## Text shown

Polynomial kernel

Last updated December 16, 2023

In machine learning, the polynomial kernel is a kernel function commonly used with support vector machines (SVMs) and other kernelized models, that represents the similarity of vectors (training samples) in a feature space over polynomials of the original variables, allowing learning of non-linear models.

Intuitively, the polynomial kernel looks not only at the given features of input samples to determine their similarity, but also combinations of these. In the context of regression analysis, such combinations are known as interaction features. The (implicit) feature space of a polynomial kernel is equivalent to that of polynomial regression, but without the combinatorial blowup in the number of parameters to be learned. When the input features are binary-valued (booleans), then the features correspond to logical conjunctions of input features.^[1]

Definition

For degree- $d$ polynomials, the polynomial kernel is defined as^[2]

K(x,y)=(x^{\mathsf {T}}y+c)^{d}

where $x$ and $y$ are vectors of size $n$ in the input space, i.e. vectors of features computed from training or test samples and $c \geq 0$ is a free parameter trading off the influence of higher-order versus lower-order terms in the polynomial. When $c = 0$ , the kernel is called homogeneous.^[3] (A further generalized polykernel divides $x T y$ by a user-specified scalar parameter $a$ .^[4])

As a kernel, $K$ corresponds to an inner product in a feature space based on some mapping $φ$ :

K(x,y)=\langle \varphi (x),\varphi (y)\rangle

The nature of $φ$ can be seen from an example. Let $d = 2$ , so we get the special case of the quadratic kernel. After using the multinomial theorem (twice—the outermost application is the binomial theorem) and regrouping,

K(x,y)=\left(\sum _{i=1}^{n}x_{i}y_{i}+c\right)^{2}=\sum _{i=1}^{n}\left(x_{i}^{2}\right)\left(y_{i}^{2}\right)+\sum _{i=2}^{n}\sum _{j=1}^{i-1}\left({\sqrt {2}}x_{i}x_{j}\right)\left({\sqrt {2}}y_{i}y_{j}\right)+\sum _{i=1}^{n}\left({\sqrt {2c}}x_{i}\right)\left({\sqrt {2c}}y_{i}\right)+c^{2}

From this it follows that the feature map is given by:

\varphi (x)=\langle x_{n}^{2},\ldots ,x_{1}^{2},{\sqrt {2}}x_{n}x_{n-1},\ldots ,{\sqrt {2}}x_{n}x_{1},{\sqrt {2}}x_{n-1}x_{n-2},\ldots ,{\sqrt {2}}x_{n-1}x_{1},\ldots ,{\sqrt {2}}x_{2}x_{1},{\sqrt {2c}}x_{n},\ldots ,{\sqrt {2c}}x_{1},c\rangle

generalizing for $\left(\mathbf {x} ^{T}\mathbf {y} +c\right)^{d}$ , where $\mathbf {x} \in \mathbb {R} ^{n}$ , $\mathbf {y} \in \mathbb {R} ^{n}$ and applying the multinomial theorem:

${\begin{alignedat}{2}\left(\mathbf {x} ^{T}\mathbf {y} +c\right)^{d}&=\sum _{j_{1}+j_{2}+\dots +j_{n+1}=d}{\frac {\sqrt {d!}}{\sqrt {j_{1}!\cdots j_{n}!j_{n+1}!}}}x_{1}^{j_{1}}\cdots x_{n}^{j_{n}}{\sqrt {c}}^{j_{n+1}}{\frac {\sqrt {d!}}{\sqrt {j_{1}!\cdots j_{n}!j_{n+1}!}}}y_{1}^{j_{1}}\cdots y_{n}^{j_{n}}{\sqrt {c}}^{j_{n+1}}\\&=\varphi (\mathbf {x} )^{T}\varphi (\mathbf {y} )\end{alignedat}}$

The last summation has $l_{d}={\tbinom {n+d}{d}}$ elements, so that:

\varphi (\mathbf {x} )=\left(a_{1},\dots ,a_{l},\dots ,a_{l_{d}}\right)

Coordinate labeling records
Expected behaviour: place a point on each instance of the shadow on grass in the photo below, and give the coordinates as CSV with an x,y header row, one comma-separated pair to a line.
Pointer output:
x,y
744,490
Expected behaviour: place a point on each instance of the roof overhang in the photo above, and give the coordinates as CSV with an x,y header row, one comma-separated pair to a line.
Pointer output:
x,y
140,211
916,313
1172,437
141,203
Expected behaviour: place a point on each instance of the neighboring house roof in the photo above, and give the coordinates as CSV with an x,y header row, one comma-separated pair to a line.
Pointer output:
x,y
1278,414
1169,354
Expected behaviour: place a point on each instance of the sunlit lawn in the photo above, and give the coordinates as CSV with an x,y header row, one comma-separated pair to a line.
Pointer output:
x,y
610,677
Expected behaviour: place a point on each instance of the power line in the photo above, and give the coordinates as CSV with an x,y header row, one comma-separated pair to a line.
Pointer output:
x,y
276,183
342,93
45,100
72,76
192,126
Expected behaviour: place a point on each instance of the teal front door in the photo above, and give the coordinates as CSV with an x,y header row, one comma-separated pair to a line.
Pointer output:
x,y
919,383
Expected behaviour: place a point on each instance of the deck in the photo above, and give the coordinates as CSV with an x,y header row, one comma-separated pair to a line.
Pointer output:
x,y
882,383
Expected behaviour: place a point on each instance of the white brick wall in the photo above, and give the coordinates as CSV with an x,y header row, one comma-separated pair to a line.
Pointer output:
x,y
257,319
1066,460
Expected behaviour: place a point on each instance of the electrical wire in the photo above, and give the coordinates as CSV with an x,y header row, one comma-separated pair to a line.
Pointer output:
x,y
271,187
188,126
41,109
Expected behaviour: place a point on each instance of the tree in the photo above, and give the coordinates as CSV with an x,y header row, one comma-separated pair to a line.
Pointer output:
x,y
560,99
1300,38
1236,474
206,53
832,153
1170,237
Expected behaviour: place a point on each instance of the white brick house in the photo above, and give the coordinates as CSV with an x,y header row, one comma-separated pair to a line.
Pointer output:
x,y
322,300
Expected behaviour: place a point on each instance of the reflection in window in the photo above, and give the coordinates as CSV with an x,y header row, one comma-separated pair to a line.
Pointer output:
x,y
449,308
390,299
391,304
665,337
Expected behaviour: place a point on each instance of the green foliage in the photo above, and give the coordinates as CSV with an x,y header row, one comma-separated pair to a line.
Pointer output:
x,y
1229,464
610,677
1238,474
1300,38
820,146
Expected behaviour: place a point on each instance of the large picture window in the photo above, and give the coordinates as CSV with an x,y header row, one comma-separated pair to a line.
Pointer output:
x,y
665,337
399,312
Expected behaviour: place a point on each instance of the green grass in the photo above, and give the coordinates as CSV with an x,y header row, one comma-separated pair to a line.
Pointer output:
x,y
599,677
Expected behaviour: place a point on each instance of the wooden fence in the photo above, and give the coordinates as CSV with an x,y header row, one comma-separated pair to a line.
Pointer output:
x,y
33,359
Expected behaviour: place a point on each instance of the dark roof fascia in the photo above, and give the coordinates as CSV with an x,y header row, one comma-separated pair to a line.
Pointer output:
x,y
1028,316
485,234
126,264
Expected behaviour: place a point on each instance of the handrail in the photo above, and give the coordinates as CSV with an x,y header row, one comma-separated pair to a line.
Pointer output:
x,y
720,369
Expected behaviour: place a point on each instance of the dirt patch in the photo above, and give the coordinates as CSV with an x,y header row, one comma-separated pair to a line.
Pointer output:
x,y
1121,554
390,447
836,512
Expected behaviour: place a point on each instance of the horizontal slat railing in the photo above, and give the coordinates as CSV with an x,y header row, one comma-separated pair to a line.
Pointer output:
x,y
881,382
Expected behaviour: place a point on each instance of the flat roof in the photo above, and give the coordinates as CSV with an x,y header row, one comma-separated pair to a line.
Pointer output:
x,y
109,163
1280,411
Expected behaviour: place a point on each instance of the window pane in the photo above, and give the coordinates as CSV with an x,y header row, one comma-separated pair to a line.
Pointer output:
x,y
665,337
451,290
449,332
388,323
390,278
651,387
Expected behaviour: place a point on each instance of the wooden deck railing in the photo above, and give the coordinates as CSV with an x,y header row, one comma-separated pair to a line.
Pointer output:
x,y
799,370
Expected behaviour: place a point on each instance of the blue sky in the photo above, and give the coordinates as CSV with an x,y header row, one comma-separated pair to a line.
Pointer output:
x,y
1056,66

## Things to do
1) In the text on the polynomial kernel, what is the kernel called when c = 0?
2) Locate every line of the records that contains the word "green".

## Outputs for the tasks
1) It is called homogeneous.

2)
Expected behaviour: place a point on each instance of the green foliage in the photo above, and give the coordinates as CSV with an x,y header row, one comma-separated pair to a line.
Expected behaviour: place a point on each instance of the green grass in the photo above, and give the coordinates as CSV with an x,y header row, one comma-separated pair to a line.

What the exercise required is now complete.